> _EXERCISE PROMPT_: Copy all the material below, requests included, and offset every coordinate in the answers by 29. Keep every other line as it is.

> _PROVIDED DATA_:
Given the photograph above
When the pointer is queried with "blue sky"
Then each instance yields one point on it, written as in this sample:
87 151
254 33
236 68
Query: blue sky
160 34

> _EXERCISE SOLUTION_:
Given the photograph above
When the pointer is queried with "blue sky"
Then each instance yields one point on it, written as in this sample:
87 151
254 33
236 68
Query: blue sky
189 63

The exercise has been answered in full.